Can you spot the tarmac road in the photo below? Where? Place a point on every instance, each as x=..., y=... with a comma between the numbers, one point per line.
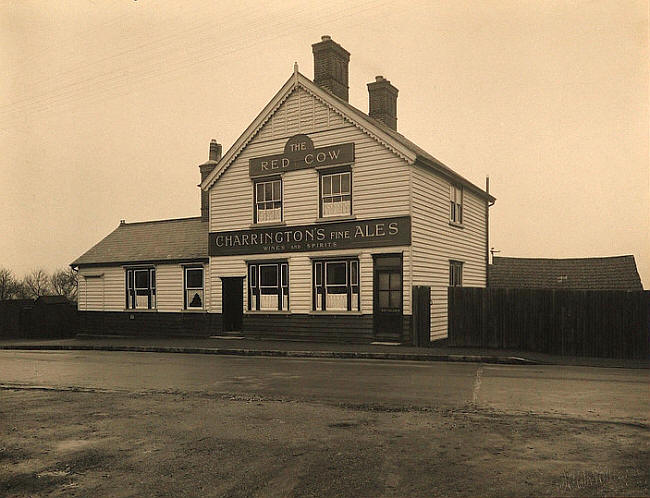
x=577, y=392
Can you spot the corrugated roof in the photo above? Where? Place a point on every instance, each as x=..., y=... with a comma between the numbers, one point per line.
x=164, y=240
x=609, y=273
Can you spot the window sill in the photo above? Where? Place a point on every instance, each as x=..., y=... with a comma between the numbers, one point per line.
x=332, y=219
x=268, y=224
x=347, y=313
x=266, y=312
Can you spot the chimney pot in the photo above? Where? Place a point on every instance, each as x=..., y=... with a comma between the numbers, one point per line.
x=382, y=102
x=215, y=150
x=331, y=66
x=205, y=169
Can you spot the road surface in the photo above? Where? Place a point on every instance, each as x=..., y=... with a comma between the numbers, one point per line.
x=605, y=394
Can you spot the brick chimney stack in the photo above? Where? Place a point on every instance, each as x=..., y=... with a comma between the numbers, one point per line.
x=331, y=66
x=382, y=104
x=206, y=168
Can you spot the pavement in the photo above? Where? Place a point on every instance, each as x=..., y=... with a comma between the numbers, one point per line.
x=293, y=349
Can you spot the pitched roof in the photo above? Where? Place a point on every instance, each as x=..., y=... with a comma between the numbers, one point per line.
x=395, y=141
x=164, y=240
x=610, y=273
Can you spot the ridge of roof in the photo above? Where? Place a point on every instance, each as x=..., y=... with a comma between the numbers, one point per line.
x=594, y=258
x=405, y=148
x=591, y=273
x=169, y=220
x=158, y=240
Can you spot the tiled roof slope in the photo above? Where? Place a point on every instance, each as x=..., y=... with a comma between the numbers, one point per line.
x=611, y=273
x=178, y=239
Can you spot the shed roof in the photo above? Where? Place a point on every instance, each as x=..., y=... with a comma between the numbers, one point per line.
x=609, y=273
x=165, y=240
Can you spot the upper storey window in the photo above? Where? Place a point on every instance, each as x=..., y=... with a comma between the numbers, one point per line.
x=336, y=194
x=456, y=204
x=268, y=201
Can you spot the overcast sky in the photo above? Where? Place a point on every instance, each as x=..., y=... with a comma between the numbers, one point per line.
x=108, y=106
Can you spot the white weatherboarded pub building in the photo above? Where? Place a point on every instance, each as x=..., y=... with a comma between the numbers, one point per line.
x=316, y=224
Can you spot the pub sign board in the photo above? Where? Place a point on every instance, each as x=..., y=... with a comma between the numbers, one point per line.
x=300, y=153
x=380, y=232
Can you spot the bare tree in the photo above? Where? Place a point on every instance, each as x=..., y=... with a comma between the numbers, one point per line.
x=9, y=286
x=36, y=284
x=64, y=283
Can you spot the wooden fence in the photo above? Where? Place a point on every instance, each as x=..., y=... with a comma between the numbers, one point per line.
x=607, y=324
x=25, y=318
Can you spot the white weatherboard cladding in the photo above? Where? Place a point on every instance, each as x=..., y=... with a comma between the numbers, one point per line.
x=435, y=242
x=108, y=292
x=379, y=177
x=101, y=289
x=300, y=276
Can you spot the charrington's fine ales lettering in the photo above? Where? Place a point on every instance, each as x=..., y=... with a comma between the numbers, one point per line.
x=340, y=235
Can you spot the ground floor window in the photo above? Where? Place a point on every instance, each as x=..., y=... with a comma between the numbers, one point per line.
x=194, y=288
x=455, y=273
x=141, y=288
x=336, y=285
x=268, y=286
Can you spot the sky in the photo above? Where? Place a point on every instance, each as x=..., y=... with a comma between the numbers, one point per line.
x=107, y=108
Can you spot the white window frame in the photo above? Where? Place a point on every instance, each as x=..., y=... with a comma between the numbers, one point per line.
x=132, y=292
x=255, y=287
x=320, y=285
x=456, y=204
x=341, y=194
x=455, y=273
x=187, y=288
x=257, y=202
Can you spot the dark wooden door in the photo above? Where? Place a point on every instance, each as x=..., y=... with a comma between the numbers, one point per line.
x=388, y=297
x=232, y=303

[Problem to solve]: Will you set down the records word for word while leaving out every picture?

[Written solution]:
Can you spot the tarmac road in the photo below? Where? Place a point on every instance, each as x=..., y=... with a comma between the numbers, one point per line.
x=577, y=392
Can you spot the corrugated roof in the photo above? Where? Place a point on every instance, each as x=..., y=... with a comma between the numbers, one point per line.
x=164, y=240
x=609, y=273
Can you spot the window sill in the photo above? Where? Place a point on every instance, each as x=..., y=... with a comma between the numbers, one point per line.
x=332, y=219
x=268, y=224
x=347, y=313
x=266, y=312
Can you spot the chimney pot in the photo above? Where? Place a point on every instance, each as x=..., y=... with a comma between the numbers, one point per line.
x=382, y=102
x=215, y=150
x=331, y=66
x=205, y=169
Can you spot the road surface in the photo above? Where? Place a point on every instance, each as x=..., y=... with a comma between the numbers, one point per line.
x=605, y=394
Can you spot the brick chimney stack in the photo above? Where? Place a point on every instance, each as x=..., y=... with a comma between the numbers, one point per line.
x=331, y=66
x=382, y=104
x=206, y=168
Can you spot the pavement in the photo above? Where? Place a point on every instance, each as x=..., y=... with a comma between the numbers, one point per line.
x=293, y=349
Can you spot the pitched roof in the photo above? Where? Place a point on every instance, each as x=..., y=... with a comma between the numbers, one point per line.
x=395, y=141
x=164, y=240
x=610, y=273
Can you spot the ridge of roof in the photo above? Where? Place a point on every instance, each as x=..., y=... with a comma between the numbers, one point per line.
x=594, y=258
x=405, y=148
x=591, y=273
x=169, y=220
x=158, y=240
Can you spot the tiled roof slope in the photo above? Where? Place a point on every instance, each as x=..., y=... with a comma between the numbers, one point per line.
x=611, y=273
x=178, y=239
Can you spot the shed roof in the photo above? Where? Place a point on every instance, each as x=..., y=... with a comma between the numbers, one point per line.
x=609, y=273
x=165, y=240
Can you spot the upper storey window in the photo above? Where? Place a point on every instance, each as x=..., y=... with a comma between the numbers, one point per line.
x=336, y=194
x=456, y=204
x=268, y=201
Can you spot the overcast sky in the photo above? Where? Place a point on every instance, each as x=..., y=... with a comma between the numbers, one point per line.
x=108, y=106
Can you spot the white weatherboarded pub building in the photo above? Where? Place a point on every instance, each as x=..., y=... with a comma between the numbers, one point per line.
x=316, y=224
Can you spot the pub sign board in the photo above? Where? Place a point on every instance, each as x=..., y=... with a comma between the numbers, one point per line.
x=300, y=153
x=380, y=232
Can you spot the bare tree in the photo above? Where? Place a point on every instance, each as x=..., y=... with a comma between the numbers, one point per line.
x=9, y=286
x=36, y=284
x=64, y=283
Can you spot the wooden fence in the photo above? Where? Place a point on every instance, each as x=..., y=... with a comma between the numbers, one point per line.
x=607, y=324
x=25, y=318
Can you spot the white weatherboard cladding in the photo above? Where? Place a point on every instance, each as x=..., y=... with a comma between the numbers, one point per line.
x=435, y=242
x=108, y=292
x=379, y=177
x=101, y=289
x=300, y=276
Can you spot the charrington's fine ales lettering in the photo above? Where? Place a point on every instance, each as x=..., y=... with a comma between the numbers, one point per line.
x=340, y=235
Can you spot the ground floor window in the photo above? Where? Place a point on every instance, each as x=..., y=... with a comma between the numbers, one point per line.
x=194, y=288
x=455, y=273
x=141, y=288
x=336, y=285
x=268, y=286
Can you spot the sky in the photo above? Where? Place a point on every instance, each as x=..., y=... with a comma between the numbers, one point per line.
x=107, y=108
Can you spot the white window frame in the photo above? Where? Place a point on every instance, each as x=..., y=... with a comma between the numbers, one point per line.
x=132, y=292
x=255, y=287
x=320, y=285
x=456, y=204
x=341, y=194
x=455, y=273
x=187, y=288
x=257, y=202
Can you spot the dark wooden door in the photo above? Where? Place a point on every instance, each as x=..., y=... with a comma between the numbers, one point per line.
x=388, y=297
x=232, y=303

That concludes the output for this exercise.